SELECTED EXTRACT:
****

Game wardens setting up security hardware. 

The trapper's lodge coming together!

Making a biological check station.

Hanging the osprey.

Working on the drawers.

Sprucing up the lilac bushes.
Setting up the touch drawers with eggs and....poop!

Grand Opening

In preparation for the grand opening there was a tent to be set up, chairs to be set up, coffee to be made, and other details attended to, including a thorough cleaning. I also designed a handout that gave an order of events and thank yous on one side, and a brief overview of the displays on the other.

Proud to be finally watching the ribbon sutting. From left to right: Me, Amy, and Ali. 

Sitting in the New Center

After our September 28th opening, the Visitor Center was open six days a week until mid-November. Being new, the staffing of the Center was not quite fully formed, so a few employees, myself included, and one of our regular hunting instructor volunteers sat in the Center to be a resource and talk with visitors. I have held a number of public-facing positions in my career and enjoy speaking with the public and meeting new people. Sitting in this space was unique though, it attracted interesting people and sparked specific conversations.

I had hunters stop in and show me their day's harvest and I talked to a young couple with their new baby girl who, unbeknownst to her, would soon be getting her life-long hunting licence. I also talked to a woman who hated trapping, and a number of people that sneered as they said, "Ew, a fisher," or "Ew, a possum." I talked to a lot of people about our first "Emerging Issues" display, which highlights the Department's multi-year moose study which looks at moose mortality in connections with ticks and other factors. I was not surprised that so many people love moose and are sympathetic to their situation. Then there were countless people who came in and were viably overjoyed to tell me a story about some interaction they had with wildlife, be it a large mystery-bird, a fisher running behind their house, or a bear searching for a snack.

One of the commonest reasons people stopped in was the annual migration of birdwatchers hoping to get a good view of the thousands of snow geese that stop at Dead Creek on their southern migration each year. The snow geese is what is generally best known about Dead Creek, and it is not a mystery why. The refuge (part of the wildlife management area) is managed specifically for migrating waterfowl, and has attracted snow geese for decades. They used to come in numbers some 10,000-strong, but this year the numbers probably peaked at around 4,000, which is more typical now. I remember the first time I saw them; I was in grade school and remember the whole field was white with birds like looking down at clouds from a plane . This spectacle is what draws people from all across Vermont and beyond.

****

TASKS AND EXERCISES:
1 - Write out the visitor center account from "Working on the" to "on the other.".
2 - Continue the visitor center account from its last sentence.
None of the lines are needed for this.

DATA EXTRACTS:
****

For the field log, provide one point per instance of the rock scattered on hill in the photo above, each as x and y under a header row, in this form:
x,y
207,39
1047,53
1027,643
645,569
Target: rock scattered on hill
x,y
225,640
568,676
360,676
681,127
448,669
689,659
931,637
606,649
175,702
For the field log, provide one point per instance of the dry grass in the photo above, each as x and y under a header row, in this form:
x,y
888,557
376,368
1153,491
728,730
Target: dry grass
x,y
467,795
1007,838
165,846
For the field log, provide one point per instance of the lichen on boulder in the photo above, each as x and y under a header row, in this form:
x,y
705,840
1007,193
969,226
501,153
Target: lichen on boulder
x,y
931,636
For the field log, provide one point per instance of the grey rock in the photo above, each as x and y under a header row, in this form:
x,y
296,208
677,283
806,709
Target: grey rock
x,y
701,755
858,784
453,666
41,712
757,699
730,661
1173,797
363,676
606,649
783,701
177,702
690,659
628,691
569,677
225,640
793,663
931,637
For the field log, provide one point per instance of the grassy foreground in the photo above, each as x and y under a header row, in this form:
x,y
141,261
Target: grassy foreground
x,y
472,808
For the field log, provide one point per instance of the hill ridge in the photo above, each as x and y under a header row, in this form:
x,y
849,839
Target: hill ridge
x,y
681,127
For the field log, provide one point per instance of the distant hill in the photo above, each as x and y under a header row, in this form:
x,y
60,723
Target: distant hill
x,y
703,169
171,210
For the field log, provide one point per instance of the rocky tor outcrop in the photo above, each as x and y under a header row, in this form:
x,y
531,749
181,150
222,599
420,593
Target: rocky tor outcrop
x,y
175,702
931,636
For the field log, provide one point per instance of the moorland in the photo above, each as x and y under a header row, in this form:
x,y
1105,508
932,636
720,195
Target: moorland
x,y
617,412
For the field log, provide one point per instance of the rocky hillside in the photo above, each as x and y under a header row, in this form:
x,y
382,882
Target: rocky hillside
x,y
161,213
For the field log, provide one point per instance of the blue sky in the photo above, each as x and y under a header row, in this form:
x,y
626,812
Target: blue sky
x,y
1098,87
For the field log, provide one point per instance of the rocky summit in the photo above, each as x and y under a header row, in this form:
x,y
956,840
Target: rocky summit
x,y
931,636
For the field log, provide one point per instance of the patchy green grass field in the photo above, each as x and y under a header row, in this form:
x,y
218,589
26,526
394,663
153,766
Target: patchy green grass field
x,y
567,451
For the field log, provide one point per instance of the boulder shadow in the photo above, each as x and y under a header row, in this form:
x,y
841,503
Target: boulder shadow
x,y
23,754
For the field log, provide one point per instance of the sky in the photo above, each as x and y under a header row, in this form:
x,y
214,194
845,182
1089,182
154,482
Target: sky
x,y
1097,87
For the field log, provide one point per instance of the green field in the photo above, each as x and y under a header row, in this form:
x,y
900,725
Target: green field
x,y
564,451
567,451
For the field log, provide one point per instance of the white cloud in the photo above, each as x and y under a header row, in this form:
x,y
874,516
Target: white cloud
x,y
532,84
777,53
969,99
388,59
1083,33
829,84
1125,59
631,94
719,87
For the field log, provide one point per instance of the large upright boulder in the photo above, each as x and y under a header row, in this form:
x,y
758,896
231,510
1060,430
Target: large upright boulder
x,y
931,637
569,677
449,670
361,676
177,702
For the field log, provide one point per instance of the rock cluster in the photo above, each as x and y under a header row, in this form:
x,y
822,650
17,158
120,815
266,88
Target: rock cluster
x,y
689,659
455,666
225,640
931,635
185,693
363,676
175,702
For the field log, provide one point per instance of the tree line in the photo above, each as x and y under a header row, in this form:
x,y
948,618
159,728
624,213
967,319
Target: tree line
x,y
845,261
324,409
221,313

****

SOLVED PROBLEMS:
1 -
Working on the drawers.

Sprucing up the lilac bushes.
Setting up the touch drawers with eggs and....poop!

Grand Opening

In preparation for the grand opening there was a tent to be set up, chairs to be set up, coffee to be made, and other details attended to, including a thorough cleaning. I also designed a handout that gave an order of events and thank yous on one side, and a brief overview of the displays on the other.

2 -
If for nothing else, the Visitor Center is a marvelous new place that sparks wildlife and conservation conversation and provides an invaluable place for education. As if these accomplishments were not enough, the Center will provide, and indeed already has begun to provide, other more specific educational opportunities. A scout troop visited even before its official opening, followed by school groups, elderly groups, conservation workers, and bird watchers. The Department offers a number of school-age-appropriate lessons that can be implemented out of the Center or in the near-by natural areas. Staff are on hand to give introductions to the area and conservation in Vermont.

Closing for the Winter and What Comes Next

The Visitor Center is new, and to a certain extent still a work in progress. It had to close for the winter (except by appointment) because the staffing was not fully figured out and it was unlikely that the visitor numbers would be as high as in warmer months. It is scheduled to open again in April though, which now is right around the corner! Go, check it out, enjoy, ask questions, and treat our Vermont land and waterscapes with love.

Here are just some photos of the final displays, you'll have to visit in person to see it all!

Final climate change wall.

Right side of this cabinet is the emerging issues display about Vermont's moose.

Biological check station and game warden display.

Dedication wall to the great Robert Fuller.